Reading text:
** Start **
# Mystery Fry........



## SueM (Jan 23, 2004)

*OK, I know this sounds weird, but I've always loved a good riddle.
I have had this old 22 gal tub that I keep pieces, parts, root balls & what nots of plants that need just a little more time & TLC.
Well, none of these plants have been around fish in at least 6 **months. Some of them came from the river last summer. 
I was digging around in it the other day to get some old hornwort & saw at least 200 of the tiniest fry I've ever seen. Some of the anacharis 
was in the pond last summer with my big fat goldies, But I know for a fact these aren't goldies. Not only that, every fish that
has fry in this house has fry way bigger. One week of eating 00 BTB and these things are still tinier then a Killie fry. & nooooooooo 
their not bugs, I did the under the microscope thing to one of em








Thanks to a very dear friend, I have a new camera, and maybe, just maybe I can get one of the pin spots to hold still. 
I grew up in the North West, and I don't know of any native fish this tiny that would wait almost a year to hatch. Any regular
plants in there that I've gotten from friends, I've had for at least 5 months. This could be pretty fun to try & figure out & see
what happens







Anyone care to speculate??? *


----------



## Kurtfr0 (Nov 2, 2008)

Sabatoge!!


----------



## Guest (Mar 22, 2009)

Alien invasion?!?!?!?


----------



## Cacatuoides (Feb 2, 2009)

ALIENS I TELL YOU!!!!!!!!!!!!!!!!!!
:withstup:


----------



## lohachata (Jan 27, 2006)

there are a number of north american killies.. would make some sense with the long incubation period..... but..........................
** End **
Reproduce the forum thread about the mystery fry from "I was digging" up to and including "to hold still.", changing "hornwort" to "duckweed". The material has no connection to the forum thread about the mystery fry.

(Items for identifying locations)
** Start **
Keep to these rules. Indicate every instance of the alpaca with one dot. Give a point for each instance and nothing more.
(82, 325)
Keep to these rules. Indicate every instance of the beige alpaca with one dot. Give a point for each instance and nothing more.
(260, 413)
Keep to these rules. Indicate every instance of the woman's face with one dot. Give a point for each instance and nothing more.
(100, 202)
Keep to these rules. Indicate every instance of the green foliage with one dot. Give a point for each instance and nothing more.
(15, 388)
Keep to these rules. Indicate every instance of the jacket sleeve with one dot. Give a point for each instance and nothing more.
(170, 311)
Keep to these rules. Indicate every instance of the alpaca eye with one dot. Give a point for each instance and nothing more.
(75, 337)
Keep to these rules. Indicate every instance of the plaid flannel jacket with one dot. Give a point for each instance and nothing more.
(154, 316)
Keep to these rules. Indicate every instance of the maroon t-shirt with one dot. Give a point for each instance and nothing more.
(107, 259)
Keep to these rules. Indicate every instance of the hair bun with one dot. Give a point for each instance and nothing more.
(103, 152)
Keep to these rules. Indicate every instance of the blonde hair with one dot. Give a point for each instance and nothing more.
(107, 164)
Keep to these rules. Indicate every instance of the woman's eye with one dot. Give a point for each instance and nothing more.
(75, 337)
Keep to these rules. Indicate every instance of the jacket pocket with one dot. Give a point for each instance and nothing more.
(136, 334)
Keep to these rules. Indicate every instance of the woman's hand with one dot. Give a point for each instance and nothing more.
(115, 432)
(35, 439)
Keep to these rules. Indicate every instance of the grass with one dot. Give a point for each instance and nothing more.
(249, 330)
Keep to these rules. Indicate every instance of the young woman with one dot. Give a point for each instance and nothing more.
** End **
Task solution:
I was digging around in it the other day to get some old duckweed & saw at least 200 of the tiniest fry I've ever seen. Some of the anacharis 
was in the pond last summer with my big fat goldies, But I know for a fact these aren't goldies. Not only that, every fish that
has fry in this house has fry way bigger. One week of eating 00 BTB and these things are still tinier then a Killie fry. & nooooooooo 
their not bugs, I did the under the microscope thing to one of em








Thanks to a very dear friend, I have a new camera, and maybe, just maybe I can get one of the pin spots to hold still.